Selected excerpt —
>> START

Before a PE firm commits to a letter of intent, they ask for a focused diligence package. The list below is the universal core ask from a 2026 PE firm targeting a garage door business, adapted to garage door specifics. The “why” and “how to prepare” expand each item to what is typical across the industry.

1. Income statements for 2024, 2025, and the latest trailing twelve months

Why PE asks: They are building the LTM EBITDA they will multiply. They want growth rate, margin trajectory, seasonality (garage door has milder seasonality than HVAC but spring and fall still over-index residential service demand), and any one-time movers. LTM is the bridge between the most recent year-end and today, so the headline price reflects current run-rate, not stale data.

How to prepare: Accrual-basis P&L by month, mapped to a clean chart of accounts. Service-line P&L (install vs. repair vs. maintenance plan vs. commercial bay-door vs. dock equipment) where possible. Reconcile to tax returns so there are no surprises in confirmatory diligence.

2. Balance sheet at the latest month

Why PE asks: Two reasons. First, to size the working capital peg they will set in the SPA. Second, to identify net debt (cash minus interest-bearing debt minus debt-like items including unfunded customer deposits on install orders, deferred maintenance liability on prepaid plans, accrued bonuses, and vehicle capital lease balances on take-home installer trucks). Both peg and net debt come out of the purchase price.

How to prepare: Tie the balance sheet to the trial balance. Isolate the deferred maintenance plan liability (most commonly disputed item, same as HVAC) and customer install deposits (a garage-door-specific item because residential install jobs often collect 30% to 50% down).

>> END

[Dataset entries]
>> START

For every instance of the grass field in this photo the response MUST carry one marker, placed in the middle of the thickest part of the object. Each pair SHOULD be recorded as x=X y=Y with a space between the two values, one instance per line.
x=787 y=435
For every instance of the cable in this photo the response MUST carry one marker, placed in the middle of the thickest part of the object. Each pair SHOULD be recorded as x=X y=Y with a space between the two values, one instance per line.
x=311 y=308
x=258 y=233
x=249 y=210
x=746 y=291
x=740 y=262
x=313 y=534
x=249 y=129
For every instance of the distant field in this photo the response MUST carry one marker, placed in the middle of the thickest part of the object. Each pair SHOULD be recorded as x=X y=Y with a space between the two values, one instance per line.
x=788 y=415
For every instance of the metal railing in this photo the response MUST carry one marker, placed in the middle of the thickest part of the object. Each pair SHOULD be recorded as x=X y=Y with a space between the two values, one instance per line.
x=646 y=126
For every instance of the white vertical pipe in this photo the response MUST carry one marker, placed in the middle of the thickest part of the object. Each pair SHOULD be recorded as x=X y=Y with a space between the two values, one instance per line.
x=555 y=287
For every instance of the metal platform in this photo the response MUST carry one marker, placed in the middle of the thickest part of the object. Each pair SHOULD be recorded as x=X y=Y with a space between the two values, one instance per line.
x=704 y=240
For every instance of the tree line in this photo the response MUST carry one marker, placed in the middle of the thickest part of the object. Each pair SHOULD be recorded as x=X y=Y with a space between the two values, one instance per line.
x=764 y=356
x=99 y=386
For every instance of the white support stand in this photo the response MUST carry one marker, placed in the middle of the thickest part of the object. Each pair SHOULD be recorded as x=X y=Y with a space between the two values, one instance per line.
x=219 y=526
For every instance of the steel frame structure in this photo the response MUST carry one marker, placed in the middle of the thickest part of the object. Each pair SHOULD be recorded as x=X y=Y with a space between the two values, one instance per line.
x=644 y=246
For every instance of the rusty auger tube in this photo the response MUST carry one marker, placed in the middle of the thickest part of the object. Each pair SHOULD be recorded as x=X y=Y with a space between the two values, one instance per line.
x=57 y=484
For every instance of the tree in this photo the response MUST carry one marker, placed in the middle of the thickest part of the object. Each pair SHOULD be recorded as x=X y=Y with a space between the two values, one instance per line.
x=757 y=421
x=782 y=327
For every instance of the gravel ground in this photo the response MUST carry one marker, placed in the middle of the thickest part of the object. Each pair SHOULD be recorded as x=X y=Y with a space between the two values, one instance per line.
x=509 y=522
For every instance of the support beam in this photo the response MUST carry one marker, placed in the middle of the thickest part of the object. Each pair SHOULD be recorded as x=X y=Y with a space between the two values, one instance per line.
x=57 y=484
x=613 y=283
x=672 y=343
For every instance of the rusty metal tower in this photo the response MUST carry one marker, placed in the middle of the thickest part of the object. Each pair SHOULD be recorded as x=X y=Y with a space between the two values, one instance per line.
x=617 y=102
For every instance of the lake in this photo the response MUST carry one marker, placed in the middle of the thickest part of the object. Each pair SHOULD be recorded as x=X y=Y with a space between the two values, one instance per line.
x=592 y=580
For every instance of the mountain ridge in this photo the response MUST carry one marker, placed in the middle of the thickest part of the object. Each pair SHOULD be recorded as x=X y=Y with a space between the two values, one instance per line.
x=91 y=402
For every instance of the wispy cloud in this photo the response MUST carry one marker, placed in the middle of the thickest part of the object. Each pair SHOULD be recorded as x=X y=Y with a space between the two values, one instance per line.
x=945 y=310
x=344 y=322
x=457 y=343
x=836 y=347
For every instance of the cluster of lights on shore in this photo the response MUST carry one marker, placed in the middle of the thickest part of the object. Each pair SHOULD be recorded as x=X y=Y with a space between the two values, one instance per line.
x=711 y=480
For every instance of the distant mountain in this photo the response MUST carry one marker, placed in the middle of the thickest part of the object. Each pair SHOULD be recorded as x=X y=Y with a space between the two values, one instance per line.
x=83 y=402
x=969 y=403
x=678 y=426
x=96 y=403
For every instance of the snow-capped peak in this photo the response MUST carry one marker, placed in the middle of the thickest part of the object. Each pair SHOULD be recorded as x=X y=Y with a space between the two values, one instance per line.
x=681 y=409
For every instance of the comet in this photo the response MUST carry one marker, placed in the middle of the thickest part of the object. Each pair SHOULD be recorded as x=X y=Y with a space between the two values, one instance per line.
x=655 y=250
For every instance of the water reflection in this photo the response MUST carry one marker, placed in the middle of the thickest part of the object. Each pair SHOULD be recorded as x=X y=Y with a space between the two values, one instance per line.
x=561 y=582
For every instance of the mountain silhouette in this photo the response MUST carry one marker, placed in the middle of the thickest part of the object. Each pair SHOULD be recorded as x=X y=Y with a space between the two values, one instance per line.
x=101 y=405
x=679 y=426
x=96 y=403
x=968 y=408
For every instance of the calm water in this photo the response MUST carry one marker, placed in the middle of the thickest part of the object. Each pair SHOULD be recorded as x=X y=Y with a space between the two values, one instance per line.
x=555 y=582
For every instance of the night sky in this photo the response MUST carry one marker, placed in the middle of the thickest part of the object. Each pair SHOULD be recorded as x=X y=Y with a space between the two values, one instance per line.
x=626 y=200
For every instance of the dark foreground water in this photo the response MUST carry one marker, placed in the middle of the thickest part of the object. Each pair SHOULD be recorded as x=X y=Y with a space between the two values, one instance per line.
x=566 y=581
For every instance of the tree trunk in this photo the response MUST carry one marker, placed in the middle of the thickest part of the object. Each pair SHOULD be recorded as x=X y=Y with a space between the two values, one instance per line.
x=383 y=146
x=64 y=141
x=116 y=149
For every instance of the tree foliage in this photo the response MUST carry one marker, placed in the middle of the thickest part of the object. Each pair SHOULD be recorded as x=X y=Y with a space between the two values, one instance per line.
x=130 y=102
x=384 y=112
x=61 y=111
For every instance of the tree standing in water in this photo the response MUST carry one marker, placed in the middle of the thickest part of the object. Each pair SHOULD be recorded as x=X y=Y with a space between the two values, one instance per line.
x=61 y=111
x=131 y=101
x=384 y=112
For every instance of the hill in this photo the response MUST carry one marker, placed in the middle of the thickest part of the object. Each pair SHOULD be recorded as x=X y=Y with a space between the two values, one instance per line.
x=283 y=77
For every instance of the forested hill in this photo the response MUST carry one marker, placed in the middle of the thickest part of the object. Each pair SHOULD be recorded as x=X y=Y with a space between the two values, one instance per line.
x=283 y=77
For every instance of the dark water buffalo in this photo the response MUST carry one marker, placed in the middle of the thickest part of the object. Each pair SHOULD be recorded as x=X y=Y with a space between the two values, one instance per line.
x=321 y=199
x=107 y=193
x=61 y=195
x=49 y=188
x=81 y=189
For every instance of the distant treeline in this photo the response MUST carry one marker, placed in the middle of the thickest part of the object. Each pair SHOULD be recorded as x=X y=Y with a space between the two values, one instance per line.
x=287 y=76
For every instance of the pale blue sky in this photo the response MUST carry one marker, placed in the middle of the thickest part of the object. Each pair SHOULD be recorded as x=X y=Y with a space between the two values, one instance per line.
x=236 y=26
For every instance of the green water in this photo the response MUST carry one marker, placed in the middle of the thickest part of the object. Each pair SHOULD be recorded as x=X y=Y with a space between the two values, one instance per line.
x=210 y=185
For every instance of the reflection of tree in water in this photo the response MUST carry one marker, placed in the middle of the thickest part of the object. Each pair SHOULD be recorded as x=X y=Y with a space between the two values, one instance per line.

>> END

Requirement 1 —
Answer these questions from the garage door diligence text:
(a) For which periods does the PE firm request income statements?
(b) What two reasons does the firm have for asking for the balance sheet?
(c) How much do residential garage door install jobs often collect as a down payment?
Requirement 2 —
Extend the garage door diligence text, picking up after its last sentence.

Response 1 —
(a) 2024, 2025, and the latest trailing twelve months.
(b) To size the working capital peg it will set in the SPA, and to identify net debt.
(c) 30% to 50%.

Response 2 —
3. Add-back estimates

Why PE asks: They want a preview of your adjusted EBITDA story before they sink diligence cost into the file. Aggressive or undocumented add-backs discount the rest of your numbers.

How to prepare: Build the bridge from book EBITDA to adjusted EBITDA, line by line. Common garage door add-backs that hold up: owner compensation above market (if owner takes $300K but a GM would cost $150K, $150K adds back); one-time legal fees; owner family payroll; owner vehicle and personal travel; owner health insurance and country club; software conversion one-time costs (ServiceTitan implementation $25K to $100K); related-party rent at above-FMV (added back to the delta). Source: Morgan & Westfield QoE guide; Midstreet; Brentwood Growth garage door sale guide.

4. Anonymized employee roster (titles, start dates, pay structure)

Why PE asks: They are stress-testing technician tenure vs. industry churn and owner dependence. The garage door industry faces a deficit of 45,000+ qualified door installers and service technicians nationwide with only 12,000 new certifications issued annually; average age of certified garage door technicians is 51, with nearly 30% projected to retire by 2030; 68% of door installation companies in the Midwest and Northeast delayed projects in 2023 due to lack of available labor (Tradeworx 2025; Garage Door Marketers 2025). PE wants to see if your tech base is a defensible asset or a flight risk.

How to prepare: Roster columns should include role, hire date, full-time vs. part-time, W-2 vs. 1099 (with classification rationale), comp structure (hourly, commission, spiff), and any active non-compete or non-solicit. Calculate and disclose 12-month and 24-month rolling tech retention.

5. Revenue breakdown and average ticket by service mix (install, repair, opener/spring, commercial bay-door, dock equipment, maintenance, 2022 to 2025 plus LTM, with job counts and average ticket)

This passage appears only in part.